**Selected text:**
__________________________________________________

The number of reference proteins is continuing to increase and thus alternative, smaller databases such as AnnoTree (Gautam et al, 2022) may be more suitable in the future:

NCBI-nr growth

To reduce computational load and the amount of required disk space, the DIAMOND+MEGAN pipeline is very stream-lined and produces only one output file for each input file, as indicated here:

DIAMOND+MEGAN pipeline

The two computationally demanding steps, alignment of sequences against a reference database (DIAMOND alignment), and then analysis of the resulting alignments (MEGANization), are usually run on a server, whereas the third step, interactive exploration and analysis of the results, is performed on a personal computer.

For purposes of this tutorial, we provide toy data and a toy reference database so that all three steps of the analysis can be run on a laptop.

Minimum requirements to run full tutorial

Although the DIAMOND+MEGAN pipeline is designed to be platform-independent, for the purpose of this tutorial, we recommend using a Linux or MacOS system for the initial steps of the analysis. This is because in metagenomic studies the initial steps are usually performed on a Linux server. The resulting data is then further analyzed on a personal computer using interactive analysis software (e.g. MEGAN) or scripting packages in R or Python, say.

If you are using a Windows-based system on your laptop, please run a Linux emulator. One approach is to set up a virtual machine with a Linux distribution such as Ubuntu, for example using VirtualBox, a widely-used virtualization software. VirtualBox allows you to create and manage virtual machines on your Windows operating system. For more information and to download VirtualBox, please visit VirtualBox.

__________________________________________________

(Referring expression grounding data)
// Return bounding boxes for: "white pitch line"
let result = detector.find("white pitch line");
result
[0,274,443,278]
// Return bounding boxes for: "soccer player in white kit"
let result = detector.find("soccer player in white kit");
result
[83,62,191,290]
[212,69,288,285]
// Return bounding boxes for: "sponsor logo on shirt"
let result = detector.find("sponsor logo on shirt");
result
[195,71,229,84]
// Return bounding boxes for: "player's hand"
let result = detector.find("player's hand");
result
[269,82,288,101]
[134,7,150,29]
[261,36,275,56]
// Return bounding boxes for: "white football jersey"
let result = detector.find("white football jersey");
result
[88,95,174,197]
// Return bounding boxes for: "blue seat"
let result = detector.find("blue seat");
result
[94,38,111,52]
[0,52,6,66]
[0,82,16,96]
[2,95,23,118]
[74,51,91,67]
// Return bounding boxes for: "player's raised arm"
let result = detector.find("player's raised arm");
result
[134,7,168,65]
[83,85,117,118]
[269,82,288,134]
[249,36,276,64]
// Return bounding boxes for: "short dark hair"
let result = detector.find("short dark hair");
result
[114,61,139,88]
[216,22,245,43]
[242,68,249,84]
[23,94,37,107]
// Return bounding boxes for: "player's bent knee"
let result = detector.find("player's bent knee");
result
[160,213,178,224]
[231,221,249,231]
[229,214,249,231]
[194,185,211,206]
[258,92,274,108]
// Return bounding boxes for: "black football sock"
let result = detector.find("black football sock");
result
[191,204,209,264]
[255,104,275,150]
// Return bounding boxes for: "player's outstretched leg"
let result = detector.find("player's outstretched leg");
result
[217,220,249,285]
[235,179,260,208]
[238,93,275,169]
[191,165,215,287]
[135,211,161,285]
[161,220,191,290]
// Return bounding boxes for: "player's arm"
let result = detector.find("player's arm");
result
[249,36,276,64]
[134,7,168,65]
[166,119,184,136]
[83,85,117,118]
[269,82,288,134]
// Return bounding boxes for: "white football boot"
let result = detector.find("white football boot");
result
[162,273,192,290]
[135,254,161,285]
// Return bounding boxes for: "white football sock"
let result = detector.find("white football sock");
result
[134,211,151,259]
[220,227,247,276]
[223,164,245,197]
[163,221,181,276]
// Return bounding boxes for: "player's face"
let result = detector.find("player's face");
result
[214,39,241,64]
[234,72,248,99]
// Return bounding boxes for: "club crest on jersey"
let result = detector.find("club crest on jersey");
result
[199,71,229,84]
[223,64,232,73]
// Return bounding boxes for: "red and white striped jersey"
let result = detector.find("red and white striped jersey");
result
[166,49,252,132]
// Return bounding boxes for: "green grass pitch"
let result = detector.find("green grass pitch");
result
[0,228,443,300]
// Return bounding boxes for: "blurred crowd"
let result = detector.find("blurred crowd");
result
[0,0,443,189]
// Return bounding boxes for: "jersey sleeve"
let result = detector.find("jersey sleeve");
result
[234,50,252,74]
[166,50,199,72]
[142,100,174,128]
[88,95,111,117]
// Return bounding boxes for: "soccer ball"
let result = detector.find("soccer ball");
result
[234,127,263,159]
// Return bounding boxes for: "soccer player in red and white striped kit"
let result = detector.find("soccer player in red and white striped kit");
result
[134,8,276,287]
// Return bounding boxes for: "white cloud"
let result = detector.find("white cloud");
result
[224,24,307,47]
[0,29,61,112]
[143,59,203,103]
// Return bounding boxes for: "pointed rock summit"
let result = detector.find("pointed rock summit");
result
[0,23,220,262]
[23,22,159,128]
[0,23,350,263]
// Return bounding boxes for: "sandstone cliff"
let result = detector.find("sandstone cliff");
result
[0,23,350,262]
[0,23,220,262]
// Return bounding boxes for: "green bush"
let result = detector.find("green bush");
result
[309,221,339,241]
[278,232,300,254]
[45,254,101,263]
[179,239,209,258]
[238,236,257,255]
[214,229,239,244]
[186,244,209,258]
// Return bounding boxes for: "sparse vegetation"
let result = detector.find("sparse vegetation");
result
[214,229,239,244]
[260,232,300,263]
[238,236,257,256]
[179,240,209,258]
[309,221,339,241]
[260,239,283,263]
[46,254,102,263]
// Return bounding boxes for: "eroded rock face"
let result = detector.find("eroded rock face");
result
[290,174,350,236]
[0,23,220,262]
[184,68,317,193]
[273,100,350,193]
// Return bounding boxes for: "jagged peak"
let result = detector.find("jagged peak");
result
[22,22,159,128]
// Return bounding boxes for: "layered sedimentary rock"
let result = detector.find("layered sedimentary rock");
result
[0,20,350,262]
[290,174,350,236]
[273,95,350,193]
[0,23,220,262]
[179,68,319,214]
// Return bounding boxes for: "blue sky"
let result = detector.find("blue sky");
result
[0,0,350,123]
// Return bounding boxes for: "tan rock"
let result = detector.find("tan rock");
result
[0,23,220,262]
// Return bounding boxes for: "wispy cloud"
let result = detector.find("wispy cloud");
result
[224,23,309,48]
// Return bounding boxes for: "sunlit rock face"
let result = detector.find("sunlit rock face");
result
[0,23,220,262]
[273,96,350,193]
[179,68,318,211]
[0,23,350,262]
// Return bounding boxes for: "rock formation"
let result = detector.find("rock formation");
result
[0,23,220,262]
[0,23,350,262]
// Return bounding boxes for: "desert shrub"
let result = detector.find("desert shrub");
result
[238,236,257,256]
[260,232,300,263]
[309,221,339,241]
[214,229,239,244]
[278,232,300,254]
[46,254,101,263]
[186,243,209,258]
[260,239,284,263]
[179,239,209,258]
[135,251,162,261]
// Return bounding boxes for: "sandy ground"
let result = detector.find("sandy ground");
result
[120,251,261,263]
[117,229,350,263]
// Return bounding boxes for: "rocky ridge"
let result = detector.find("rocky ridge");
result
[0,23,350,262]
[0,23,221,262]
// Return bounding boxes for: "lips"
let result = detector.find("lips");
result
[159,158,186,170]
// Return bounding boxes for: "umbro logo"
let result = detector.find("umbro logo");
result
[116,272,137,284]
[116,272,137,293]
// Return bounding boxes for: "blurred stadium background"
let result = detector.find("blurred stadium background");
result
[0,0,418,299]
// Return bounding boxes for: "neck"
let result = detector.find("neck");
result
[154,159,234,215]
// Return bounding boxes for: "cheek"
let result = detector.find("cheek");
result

__________________________________________________

**Directions:**
- 1) According to the DIAMOND+MEGAN passage, why is a Linux or MacOS system recommended for the initial steps of the tutorial? Answer in one to three sentences.
- 2) List the three steps of the analysis described in the DIAMOND+MEGAN passage.
- 3) Carry on the DIAMOND+MEGAN passage from its last sentence.
These entries have no connection to the DIAMOND+MEGAN passage.

**Results in order:**
- 1) In metagenomic studies, the initial steps are usually performed on a Linux server. The results are then analyzed further on a personal computer with interactive software such as MEGAN or with scripting packages in R or Python.

- 2)
- Alignment of sequences against a reference database (DIAMOND alignment)
- Analysis of the resulting alignments (MEGANization)
- Interactive exploration and analysis of the results

- 3)
Please note that Ubuntu is also available as Windows Subsystem for Linux (WSL). WSL allows you to install a complete Ubuntu terminal environment on your Windows machine, allowing you to run Linux applications under Windows (10 or 11). You can obtain WSL from the Windows Store or install it using PowerShell.

The first half of this tutorial (DIAMOND+MEGANization) assumes that you are running Linux, MacOS or Linux under Windows. Once these steps have been completed, the interactive analysis of data using MEGAN can be performed on Windows.

Installation

DIAMOND

You can download and install DIAMOND as follows:

Install with Conda

If Conda is installed on your system or virtual environment, you can easily install DIAMOND by using the following command:

conda create -n diamond -c conda-forge -c bioconda diamond=2.1.7
conda activate diamond

This command will fetch and install DIAMOND from the Bioconda channel, which provides a collection of bioinformatics software packages.

Install a pre-complied executable

A Linux binary can be downloaded as follows:

wget http://github.com/bbuchfink/diamond/releases/download/v2.1.7/diamond-linux64.tar.gz
tar xzf diamond-linux64.tar.gz

On Ubuntu, you can also install DIAMOND as follows:

sudo apt install diamond-aligner

On MacOS, DIAMOND can also be installed using brew:

brew install diamond

If you installed DIAMOND using Conda or brew, you can verify that the installation was successful by typing:

diamond help

If you have downloaded and unpacked the binary, then please define a variable DPATH that refers to the directory that contains the diamond binary. For example, if you have placed diamond in your home directory, then type this:

export dpath=~

In this case, you can verify that the installation was successful by typing:

$dpath/diamond help

Both commands will display the help information for DIAMOND, confirming that the installation was successful.

For additional installation methods and options, please see the DIAMOND installation wiki page.

MEGAN

MEGAN is written in Java and contains its own Java runtime environment (so a separate installation of Java is neither required nor useful).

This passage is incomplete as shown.